- [To do]:
[a] In the dog trainer thread, do these statements agree with the text? (i) The puppy is four months old. (ii) The puppy already responds to "come." (iii) The poster educ8m has hired a one-on-one trainer before. Answer yes or no for each, and quote the deciding words.
[b] Reproduce the dog trainer thread word for word, starting at the words "## NewtoMalts (Apr" and stopping after "(May 19, 2010)".

─── Source text ───

# Trainer coming to house tonight - Barking, Housetraining, Basic Tricks



## NewtoMalts (Apr 17, 2011)

We've got a trainer coming for a house visit tonight. I'm kind of bummed that it's raining outside, but we'll see how it goes, maybe we'll focus more on inside things, I've never worked with a trainer 1:1 before. 

We're hoping to get some good tips on new pup basics from housetraining to impulse barking to some commands like sit/stay/come, etc... She can 'sit', but that's about it. Right now she's 4mo's and biggest issue is her barking at noises, people, etc... I'll share what I learn tonight with you guys. Wish us luck!


----------



## educ8m (May 19, 2010)

That's great that you're doing that. I've never hired a trainer one-on-one either. It will be interesting to hear what you learn.


----------



## pammy4501 (Aug 8, 2007)

─── Information supplied ───

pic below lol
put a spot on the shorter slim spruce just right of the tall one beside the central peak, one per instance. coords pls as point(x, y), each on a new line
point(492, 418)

───

- [Answers to the exercises]:
[a]
(i) Yes: "Right now she's 4mo's"
(ii) No: "She can 'sit', but that's about it."
(iii) No: "I've never hired a trainer one-on-one either."

[b]
## NewtoMalts (Apr 17, 2011)

We've got a trainer coming for a house visit tonight. I'm kind of bummed that it's raining outside, but we'll see how it goes, maybe we'll focus more on inside things, I've never worked with a trainer 1:1 before. 

We're hoping to get some good tips on new pup basics from housetraining to impulse barking to some commands like sit/stay/come, etc... She can 'sit', but that's about it. Right now she's 4mo's and biggest issue is her barking at noises, people, etc... I'll share what I learn tonight with you guys. Wish us luck!


----------



## educ8m (May 19, 2010)